● **Provided text**:
★ ★ ★ ★
NOTE 8 - CORPORATE INCOME TAXES

The Company uses the asset and liability method of accounting for income taxes
in accordance with Financial Accounting Standards Board Statement (SFAS) No.
109, "Accounting for Income Taxes". SFAS 109 requires recognition of deferred
tax assets and liabilities for the expected future tax consequences of events
that have been recognized in the financial statement or tax returns. Under this
method, deferred tax liabilities and assets are determined based on the
differences between the financial statement carrying amounts and tax bases of
assets and liabilities using enacted tax rates in effect in the years in which
the differences are expected to reverse. Differences between financial reporting
and tax bases arise most frequently from differences in timing of income and
expense reorganization. Deferred income tax expense is measured by the change in
the net deferred income tax asset or liability during the year.

The net income tax benefit differs from amounts expected by applying the U.S.
Federal income tax rate of 35% to loss before income taxes primarily from
nondeductible amortization on goodwill and certain other intangibles and
provision for state income taxes. In 1996, the Company has not recognized a tax
benefit or expense from the write-down of the Australis securities (see Note 5),
the provision for reduction in value of note receivable and accrued interest or
the subsequent elimination of this provision.
★ ★ ★ ★
● **Data provided**:
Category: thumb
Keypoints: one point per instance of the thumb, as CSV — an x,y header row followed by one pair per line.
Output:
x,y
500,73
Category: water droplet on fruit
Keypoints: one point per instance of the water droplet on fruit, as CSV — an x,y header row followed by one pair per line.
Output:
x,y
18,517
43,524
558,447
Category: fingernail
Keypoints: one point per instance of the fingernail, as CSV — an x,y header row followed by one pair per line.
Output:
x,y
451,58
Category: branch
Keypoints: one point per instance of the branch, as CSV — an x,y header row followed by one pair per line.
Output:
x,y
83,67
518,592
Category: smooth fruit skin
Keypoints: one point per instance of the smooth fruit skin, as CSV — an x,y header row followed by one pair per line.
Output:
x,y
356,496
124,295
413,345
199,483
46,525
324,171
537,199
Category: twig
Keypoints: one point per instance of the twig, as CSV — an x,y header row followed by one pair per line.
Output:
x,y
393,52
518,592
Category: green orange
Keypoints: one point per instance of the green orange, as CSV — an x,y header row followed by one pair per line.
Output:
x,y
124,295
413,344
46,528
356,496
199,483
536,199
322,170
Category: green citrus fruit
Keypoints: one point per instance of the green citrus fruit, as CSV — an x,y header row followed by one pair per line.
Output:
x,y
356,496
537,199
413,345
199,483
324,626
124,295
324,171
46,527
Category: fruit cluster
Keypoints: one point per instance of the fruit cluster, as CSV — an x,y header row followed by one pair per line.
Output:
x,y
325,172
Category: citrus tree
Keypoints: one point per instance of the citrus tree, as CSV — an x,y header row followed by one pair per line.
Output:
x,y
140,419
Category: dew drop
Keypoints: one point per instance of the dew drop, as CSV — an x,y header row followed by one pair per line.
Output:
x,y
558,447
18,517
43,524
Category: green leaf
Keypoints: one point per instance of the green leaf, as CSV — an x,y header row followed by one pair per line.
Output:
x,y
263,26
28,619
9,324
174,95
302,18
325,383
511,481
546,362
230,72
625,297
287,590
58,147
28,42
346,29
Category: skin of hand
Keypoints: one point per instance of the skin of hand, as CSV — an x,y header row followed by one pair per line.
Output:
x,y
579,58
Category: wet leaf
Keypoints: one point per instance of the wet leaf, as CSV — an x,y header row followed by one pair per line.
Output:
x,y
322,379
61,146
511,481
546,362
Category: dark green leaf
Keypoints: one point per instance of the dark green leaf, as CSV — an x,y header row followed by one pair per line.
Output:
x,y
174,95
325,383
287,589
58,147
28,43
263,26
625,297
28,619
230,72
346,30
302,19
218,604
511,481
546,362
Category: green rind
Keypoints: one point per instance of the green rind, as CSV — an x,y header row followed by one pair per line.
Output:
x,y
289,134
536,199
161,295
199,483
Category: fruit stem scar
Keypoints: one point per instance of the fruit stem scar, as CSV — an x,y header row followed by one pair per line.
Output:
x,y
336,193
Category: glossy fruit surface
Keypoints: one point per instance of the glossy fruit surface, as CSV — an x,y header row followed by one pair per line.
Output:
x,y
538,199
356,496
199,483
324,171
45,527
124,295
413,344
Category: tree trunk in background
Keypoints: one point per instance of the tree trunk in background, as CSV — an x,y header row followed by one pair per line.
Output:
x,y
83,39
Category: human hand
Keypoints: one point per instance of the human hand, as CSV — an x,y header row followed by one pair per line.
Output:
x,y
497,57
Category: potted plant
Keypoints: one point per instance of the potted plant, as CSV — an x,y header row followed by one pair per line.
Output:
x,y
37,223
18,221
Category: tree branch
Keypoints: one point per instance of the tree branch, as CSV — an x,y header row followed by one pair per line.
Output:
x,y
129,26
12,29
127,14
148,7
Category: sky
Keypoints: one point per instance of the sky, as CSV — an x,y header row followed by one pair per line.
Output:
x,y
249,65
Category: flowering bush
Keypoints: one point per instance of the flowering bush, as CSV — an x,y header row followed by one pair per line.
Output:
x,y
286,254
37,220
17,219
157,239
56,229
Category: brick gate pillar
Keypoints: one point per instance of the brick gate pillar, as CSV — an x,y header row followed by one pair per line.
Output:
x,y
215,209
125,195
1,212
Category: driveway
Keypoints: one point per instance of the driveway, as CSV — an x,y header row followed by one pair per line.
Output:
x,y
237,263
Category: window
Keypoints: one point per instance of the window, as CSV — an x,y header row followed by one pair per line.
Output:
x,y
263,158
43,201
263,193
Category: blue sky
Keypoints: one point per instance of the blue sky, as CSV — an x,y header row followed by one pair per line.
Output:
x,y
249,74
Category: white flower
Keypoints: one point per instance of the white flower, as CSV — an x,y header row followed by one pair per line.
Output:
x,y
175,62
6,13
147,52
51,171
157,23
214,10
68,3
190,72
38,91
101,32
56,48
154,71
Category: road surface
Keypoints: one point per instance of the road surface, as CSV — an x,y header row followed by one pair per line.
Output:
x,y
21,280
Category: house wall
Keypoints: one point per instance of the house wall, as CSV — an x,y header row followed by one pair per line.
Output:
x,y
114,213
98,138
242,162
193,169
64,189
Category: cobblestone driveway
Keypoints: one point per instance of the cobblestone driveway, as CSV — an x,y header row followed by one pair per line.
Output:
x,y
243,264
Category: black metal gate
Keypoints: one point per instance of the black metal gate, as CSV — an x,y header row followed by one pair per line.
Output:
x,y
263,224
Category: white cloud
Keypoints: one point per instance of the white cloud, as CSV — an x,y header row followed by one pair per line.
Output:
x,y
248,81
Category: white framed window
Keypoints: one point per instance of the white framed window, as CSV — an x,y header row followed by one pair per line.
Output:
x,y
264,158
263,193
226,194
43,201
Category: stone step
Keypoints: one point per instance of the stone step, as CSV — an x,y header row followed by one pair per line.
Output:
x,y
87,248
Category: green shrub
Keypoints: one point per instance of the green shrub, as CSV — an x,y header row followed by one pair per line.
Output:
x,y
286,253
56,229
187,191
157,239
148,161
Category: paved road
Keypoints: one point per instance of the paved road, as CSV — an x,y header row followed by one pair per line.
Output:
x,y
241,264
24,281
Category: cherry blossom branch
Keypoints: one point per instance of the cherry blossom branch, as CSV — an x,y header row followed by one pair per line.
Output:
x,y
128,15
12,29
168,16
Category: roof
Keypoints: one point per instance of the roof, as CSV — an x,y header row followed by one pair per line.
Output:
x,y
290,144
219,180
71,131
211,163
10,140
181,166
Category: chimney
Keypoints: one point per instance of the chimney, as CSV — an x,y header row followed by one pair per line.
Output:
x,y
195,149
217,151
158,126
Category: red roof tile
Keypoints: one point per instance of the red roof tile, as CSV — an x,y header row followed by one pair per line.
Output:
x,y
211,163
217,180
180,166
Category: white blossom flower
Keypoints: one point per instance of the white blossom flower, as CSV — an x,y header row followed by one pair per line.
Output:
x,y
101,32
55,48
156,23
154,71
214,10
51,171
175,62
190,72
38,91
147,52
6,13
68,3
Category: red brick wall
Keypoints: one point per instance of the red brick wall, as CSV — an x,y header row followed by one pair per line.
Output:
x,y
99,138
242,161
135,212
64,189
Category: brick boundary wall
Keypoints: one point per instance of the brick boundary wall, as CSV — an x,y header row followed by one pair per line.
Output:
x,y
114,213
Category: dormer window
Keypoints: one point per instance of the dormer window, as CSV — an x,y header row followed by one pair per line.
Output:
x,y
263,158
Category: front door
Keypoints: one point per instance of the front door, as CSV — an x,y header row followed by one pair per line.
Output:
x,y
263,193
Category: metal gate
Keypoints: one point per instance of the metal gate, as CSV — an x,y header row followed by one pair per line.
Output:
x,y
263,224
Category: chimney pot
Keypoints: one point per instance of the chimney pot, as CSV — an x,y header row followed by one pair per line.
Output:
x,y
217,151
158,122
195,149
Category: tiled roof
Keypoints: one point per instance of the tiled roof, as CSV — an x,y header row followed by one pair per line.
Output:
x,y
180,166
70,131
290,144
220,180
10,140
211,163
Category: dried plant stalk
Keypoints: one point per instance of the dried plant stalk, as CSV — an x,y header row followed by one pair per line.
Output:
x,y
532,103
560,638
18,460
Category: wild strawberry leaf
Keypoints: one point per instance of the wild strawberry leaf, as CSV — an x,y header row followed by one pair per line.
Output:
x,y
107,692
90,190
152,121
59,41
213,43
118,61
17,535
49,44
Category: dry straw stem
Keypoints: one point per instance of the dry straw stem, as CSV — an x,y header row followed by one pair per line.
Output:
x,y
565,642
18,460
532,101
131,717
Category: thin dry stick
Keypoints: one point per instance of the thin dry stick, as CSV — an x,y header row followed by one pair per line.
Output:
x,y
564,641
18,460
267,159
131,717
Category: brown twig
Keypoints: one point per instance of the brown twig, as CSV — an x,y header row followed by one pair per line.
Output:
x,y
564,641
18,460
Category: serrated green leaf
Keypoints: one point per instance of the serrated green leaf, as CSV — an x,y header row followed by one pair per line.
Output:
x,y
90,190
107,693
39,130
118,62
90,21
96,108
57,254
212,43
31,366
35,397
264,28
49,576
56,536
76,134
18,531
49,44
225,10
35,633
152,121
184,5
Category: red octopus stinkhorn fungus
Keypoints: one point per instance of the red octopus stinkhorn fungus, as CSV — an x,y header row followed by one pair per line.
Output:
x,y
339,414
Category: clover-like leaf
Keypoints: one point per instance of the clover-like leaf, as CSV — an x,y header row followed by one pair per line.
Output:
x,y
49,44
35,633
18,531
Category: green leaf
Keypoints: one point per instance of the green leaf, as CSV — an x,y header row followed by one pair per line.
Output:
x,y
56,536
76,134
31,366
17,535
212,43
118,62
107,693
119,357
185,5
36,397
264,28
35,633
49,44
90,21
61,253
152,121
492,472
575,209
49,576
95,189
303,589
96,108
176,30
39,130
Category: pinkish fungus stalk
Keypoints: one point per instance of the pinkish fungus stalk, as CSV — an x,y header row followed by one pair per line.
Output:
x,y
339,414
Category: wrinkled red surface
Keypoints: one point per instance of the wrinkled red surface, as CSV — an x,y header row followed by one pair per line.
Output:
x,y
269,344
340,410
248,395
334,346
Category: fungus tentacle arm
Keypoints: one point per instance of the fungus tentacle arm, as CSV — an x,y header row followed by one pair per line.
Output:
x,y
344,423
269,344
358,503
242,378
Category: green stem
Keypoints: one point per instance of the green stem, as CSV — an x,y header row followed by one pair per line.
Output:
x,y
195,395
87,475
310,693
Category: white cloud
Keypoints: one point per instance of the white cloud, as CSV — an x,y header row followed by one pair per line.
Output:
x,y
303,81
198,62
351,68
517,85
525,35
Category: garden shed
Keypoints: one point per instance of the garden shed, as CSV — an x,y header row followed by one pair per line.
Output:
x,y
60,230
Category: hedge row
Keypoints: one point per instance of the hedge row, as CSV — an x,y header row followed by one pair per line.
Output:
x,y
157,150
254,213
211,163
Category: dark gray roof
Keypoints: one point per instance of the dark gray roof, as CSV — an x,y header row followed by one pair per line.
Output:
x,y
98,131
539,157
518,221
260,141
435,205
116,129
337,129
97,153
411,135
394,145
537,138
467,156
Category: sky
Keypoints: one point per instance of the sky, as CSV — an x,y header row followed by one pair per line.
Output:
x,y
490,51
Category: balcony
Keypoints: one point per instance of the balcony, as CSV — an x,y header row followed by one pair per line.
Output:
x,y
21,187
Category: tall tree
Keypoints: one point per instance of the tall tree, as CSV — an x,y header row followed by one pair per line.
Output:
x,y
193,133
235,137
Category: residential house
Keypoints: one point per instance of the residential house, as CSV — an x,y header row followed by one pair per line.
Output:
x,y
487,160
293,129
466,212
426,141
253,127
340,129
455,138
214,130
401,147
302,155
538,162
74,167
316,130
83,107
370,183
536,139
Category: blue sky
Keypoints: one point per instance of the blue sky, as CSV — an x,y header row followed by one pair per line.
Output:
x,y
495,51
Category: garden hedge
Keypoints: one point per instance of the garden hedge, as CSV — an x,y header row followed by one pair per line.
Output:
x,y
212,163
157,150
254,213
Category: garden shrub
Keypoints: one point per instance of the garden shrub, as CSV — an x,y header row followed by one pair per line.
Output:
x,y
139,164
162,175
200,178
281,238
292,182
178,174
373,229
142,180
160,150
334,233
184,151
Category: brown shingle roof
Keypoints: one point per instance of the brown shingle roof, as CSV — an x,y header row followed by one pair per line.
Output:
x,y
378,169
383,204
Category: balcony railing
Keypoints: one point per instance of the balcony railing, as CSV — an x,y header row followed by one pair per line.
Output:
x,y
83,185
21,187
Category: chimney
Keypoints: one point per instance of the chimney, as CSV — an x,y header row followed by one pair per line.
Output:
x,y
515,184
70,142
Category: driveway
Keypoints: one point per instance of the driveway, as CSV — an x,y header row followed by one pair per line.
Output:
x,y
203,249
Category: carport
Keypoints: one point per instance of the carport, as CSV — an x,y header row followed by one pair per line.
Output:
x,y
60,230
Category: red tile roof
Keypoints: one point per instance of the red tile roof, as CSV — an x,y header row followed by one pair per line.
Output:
★ ★ ★ ★
● **What is asked**: Rewrite the paragraph of the income tax note that begins "The net income tax benefit differs" as a short bulleted list, keeping its main facts. Work only from the text above.

● **Response below**:
- The net income tax benefit differs from the amount expected by applying the 35% U.S. federal income tax rate to the loss before income taxes.
- The main causes are nondeductible amortization on goodwill and certain other intangibles, and the provision for state income taxes.
- In 1996, the Company recognized no tax benefit or expense from:
  - the write-down of the Australis securities
  - the provision for reduction in value of note receivable and accrued interest
  - the later elimination of that provision